Task objective → Go through the data that follows and restate each line exactly as it reads.

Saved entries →
========

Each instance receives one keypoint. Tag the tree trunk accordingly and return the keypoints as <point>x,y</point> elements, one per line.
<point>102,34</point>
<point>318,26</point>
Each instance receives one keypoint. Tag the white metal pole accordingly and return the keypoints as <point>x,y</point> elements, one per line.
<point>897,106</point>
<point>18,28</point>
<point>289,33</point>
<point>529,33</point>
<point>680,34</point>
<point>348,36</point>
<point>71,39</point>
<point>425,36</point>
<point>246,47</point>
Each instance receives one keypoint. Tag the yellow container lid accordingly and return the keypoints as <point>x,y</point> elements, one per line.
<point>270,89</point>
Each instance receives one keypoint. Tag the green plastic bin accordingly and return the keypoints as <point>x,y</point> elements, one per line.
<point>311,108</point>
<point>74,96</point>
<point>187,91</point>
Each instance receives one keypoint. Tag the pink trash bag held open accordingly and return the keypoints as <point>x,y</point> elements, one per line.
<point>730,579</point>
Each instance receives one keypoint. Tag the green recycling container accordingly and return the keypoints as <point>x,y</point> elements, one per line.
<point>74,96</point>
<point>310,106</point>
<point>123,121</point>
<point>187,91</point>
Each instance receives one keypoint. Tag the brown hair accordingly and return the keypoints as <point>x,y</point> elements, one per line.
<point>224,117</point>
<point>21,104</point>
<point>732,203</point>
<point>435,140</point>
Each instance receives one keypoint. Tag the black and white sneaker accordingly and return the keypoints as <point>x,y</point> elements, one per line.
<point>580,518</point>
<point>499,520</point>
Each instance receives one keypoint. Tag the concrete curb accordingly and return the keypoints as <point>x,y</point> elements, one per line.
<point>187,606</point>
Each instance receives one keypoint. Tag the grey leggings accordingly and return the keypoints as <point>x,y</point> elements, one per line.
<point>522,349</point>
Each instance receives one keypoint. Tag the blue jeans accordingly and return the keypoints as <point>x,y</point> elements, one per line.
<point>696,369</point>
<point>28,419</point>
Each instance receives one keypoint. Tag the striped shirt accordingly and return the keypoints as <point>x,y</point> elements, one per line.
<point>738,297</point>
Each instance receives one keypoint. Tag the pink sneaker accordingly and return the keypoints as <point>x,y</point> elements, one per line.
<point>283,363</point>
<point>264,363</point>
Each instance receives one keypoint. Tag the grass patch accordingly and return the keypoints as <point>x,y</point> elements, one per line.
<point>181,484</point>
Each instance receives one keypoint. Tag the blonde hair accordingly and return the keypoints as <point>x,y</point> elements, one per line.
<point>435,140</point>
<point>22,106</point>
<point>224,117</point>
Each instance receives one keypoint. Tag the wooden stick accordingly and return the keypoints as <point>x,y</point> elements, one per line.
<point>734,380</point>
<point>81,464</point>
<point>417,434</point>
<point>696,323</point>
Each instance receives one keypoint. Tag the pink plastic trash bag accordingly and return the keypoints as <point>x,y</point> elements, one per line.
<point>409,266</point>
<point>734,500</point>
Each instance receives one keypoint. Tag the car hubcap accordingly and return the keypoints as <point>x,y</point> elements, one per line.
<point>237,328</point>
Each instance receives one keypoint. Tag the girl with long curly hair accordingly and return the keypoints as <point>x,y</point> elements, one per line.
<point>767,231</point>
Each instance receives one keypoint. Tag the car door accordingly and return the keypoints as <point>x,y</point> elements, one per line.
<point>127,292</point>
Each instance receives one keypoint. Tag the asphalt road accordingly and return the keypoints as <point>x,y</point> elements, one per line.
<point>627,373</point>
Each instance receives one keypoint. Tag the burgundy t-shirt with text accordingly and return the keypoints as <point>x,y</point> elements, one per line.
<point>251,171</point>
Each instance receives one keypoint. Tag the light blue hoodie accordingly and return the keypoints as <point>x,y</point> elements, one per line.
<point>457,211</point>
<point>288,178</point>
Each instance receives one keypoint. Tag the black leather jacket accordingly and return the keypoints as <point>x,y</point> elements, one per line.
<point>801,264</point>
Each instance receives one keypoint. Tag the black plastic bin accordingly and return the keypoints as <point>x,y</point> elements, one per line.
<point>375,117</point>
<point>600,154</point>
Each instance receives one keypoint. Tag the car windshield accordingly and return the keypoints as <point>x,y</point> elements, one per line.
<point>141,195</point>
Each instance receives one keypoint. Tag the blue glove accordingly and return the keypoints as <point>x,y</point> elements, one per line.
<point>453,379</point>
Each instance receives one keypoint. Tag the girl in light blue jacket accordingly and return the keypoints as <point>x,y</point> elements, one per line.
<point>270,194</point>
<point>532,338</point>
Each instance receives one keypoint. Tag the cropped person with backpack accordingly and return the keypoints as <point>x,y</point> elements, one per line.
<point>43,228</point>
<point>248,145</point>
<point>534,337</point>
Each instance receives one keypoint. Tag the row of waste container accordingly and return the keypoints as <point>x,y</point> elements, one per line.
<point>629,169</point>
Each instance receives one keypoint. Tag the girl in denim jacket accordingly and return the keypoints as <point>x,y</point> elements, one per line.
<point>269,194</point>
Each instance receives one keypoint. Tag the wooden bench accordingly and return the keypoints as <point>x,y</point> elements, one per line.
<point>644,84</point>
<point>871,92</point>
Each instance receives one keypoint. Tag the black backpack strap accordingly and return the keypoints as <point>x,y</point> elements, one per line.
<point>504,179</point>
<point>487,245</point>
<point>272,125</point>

========

Reply to the exercise →
Each instance receives one keypoint. Tag the tree trunk accordingly and return the keypoints as <point>x,y</point> elements, one per line.
<point>102,34</point>
<point>318,26</point>
Each instance receives one keypoint. Tag the white metal pole accordingly and return the keypoints as <point>x,y</point> elements, one per line.
<point>897,106</point>
<point>18,28</point>
<point>289,33</point>
<point>529,33</point>
<point>680,34</point>
<point>348,36</point>
<point>71,39</point>
<point>425,36</point>
<point>246,47</point>
Each instance receives one keypoint. Tag the yellow container lid accordingly and return the keypoints as <point>x,y</point> elements, one per line.
<point>270,89</point>
Each instance receives one keypoint. Tag the green plastic bin accordingly and return the keypoints as <point>x,y</point> elements, one per line.
<point>311,108</point>
<point>74,96</point>
<point>187,91</point>
Each instance receives one keypoint. Tag the pink trash bag held open accordingly and return the keypoints as <point>x,y</point> elements, one per line.
<point>730,579</point>
Each instance receives one keypoint. Tag the green recycling container accordingly and return the keypoints as <point>x,y</point> elements, one per line.
<point>74,96</point>
<point>310,106</point>
<point>123,121</point>
<point>187,91</point>
Each instance receives one keypoint. Tag the brown hair accordingly and return the keypoints as <point>x,y</point> elements, one per line.
<point>224,117</point>
<point>21,104</point>
<point>732,203</point>
<point>435,140</point>
Each instance receives one keypoint. Tag the black and white sneaker accordingly and return the keypoints as <point>x,y</point> elements, one per line.
<point>580,518</point>
<point>499,520</point>
Each instance receives one keypoint. Tag the concrete curb accordingly and return the keypoints as <point>x,y</point> elements, one per line.
<point>187,606</point>
Each instance receives one keypoint. Tag the grey leggings accordingly and return the keypoints as <point>x,y</point> elements, one per line.
<point>522,349</point>
Each instance receives one keypoint. Tag the blue jeans accordingly and return the keypoints as <point>x,y</point> elements, one per line.
<point>696,369</point>
<point>28,419</point>
Each instance receives one keypoint. Tag the striped shirt accordingly and return the keypoints as <point>x,y</point> elements, one per line.
<point>738,297</point>
Each instance receives one keypoint. Tag the pink sneaker accordingly and return the keypoints as <point>x,y</point> elements, one per line.
<point>283,363</point>
<point>264,363</point>
Each instance receives one keypoint. Tag the grass patch accordingly and return the keypoints as <point>x,y</point> elements, one per line.
<point>181,484</point>
Each instance receives one keypoint. Tag the blonde hair accordingly and return the keypoints as <point>x,y</point> elements, one per line.
<point>435,140</point>
<point>22,106</point>
<point>224,117</point>
Each instance receives one keypoint. Tag the wooden stick accordingly and return the keypoints as <point>x,y</point> elements, one per line.
<point>734,380</point>
<point>81,464</point>
<point>417,434</point>
<point>696,323</point>
Each instance receives one keypoint. Tag the pink plastic trash bag accordingly and return the keypoints as <point>x,y</point> elements, one per line.
<point>409,266</point>
<point>734,500</point>
Each instance receives one keypoint. Tag the car hubcap accordingly and return the keypoints as <point>x,y</point> elements, one per line.
<point>237,328</point>
Each instance receives one keypoint. Tag the girl with long curly hair accordingly and return the keypoints as <point>x,y</point> elements, one per line.
<point>767,231</point>
Each instance receives one keypoint. Tag the car door accordingly and return the keypoints as <point>x,y</point> elements, one per line.
<point>127,292</point>
Each instance receives one keypoint. Tag the asphalt road accordingly and return the keypoints as <point>x,y</point> elements, one per line.
<point>627,373</point>
Each instance receives one keypoint. Tag the burgundy t-shirt with text accordingly and return the keypoints as <point>x,y</point> elements, one per line.
<point>251,171</point>
Each instance receives one keypoint. Tag the light blue hoodie accordingly and return the keypoints as <point>x,y</point> elements, one per line.
<point>457,211</point>
<point>288,178</point>
Each instance receives one keypoint. Tag the black leather jacket accordingly and return the keypoints as <point>x,y</point> elements, one per line.
<point>801,264</point>
Each instance receives one keypoint. Tag the black plastic bin accordingly and return the keypoints as <point>x,y</point> elements, one per line.
<point>375,117</point>
<point>600,154</point>
Each instance receives one keypoint. Tag the car windshield accordingly and return the keypoints as <point>x,y</point> elements, one per line.
<point>141,195</point>
Each instance receives one keypoint. Tag the blue glove accordingly and return the keypoints as <point>x,y</point> elements, one per line.
<point>453,379</point>
Each instance receives one keypoint. Tag the girl in light blue jacket accordingly and return the keypoints as <point>x,y</point> elements, one per line.
<point>270,194</point>
<point>532,338</point>
Each instance receives one keypoint. Tag the cropped person with backpack accordingly and return the keypoints as <point>x,y</point> elements, one per line.
<point>43,228</point>
<point>248,145</point>
<point>534,337</point>
Each instance receives one keypoint. Tag the row of waste container accordingly and return the keypoints as <point>x,y</point> elements, one per line.
<point>629,169</point>
Each instance receives one keypoint. Tag the girl in denim jacket accordingly and return the keypoints as <point>x,y</point> elements, one per line.
<point>269,194</point>
Each instance receives one keypoint. Tag the wooden bench accordingly and return the keypoints as <point>x,y</point> elements, one per line.
<point>644,84</point>
<point>871,92</point>
Each instance receives one keypoint. Tag the black backpack strap accordingly and return the keypoints as <point>x,y</point> elements, one per line.
<point>504,179</point>
<point>487,245</point>
<point>272,125</point>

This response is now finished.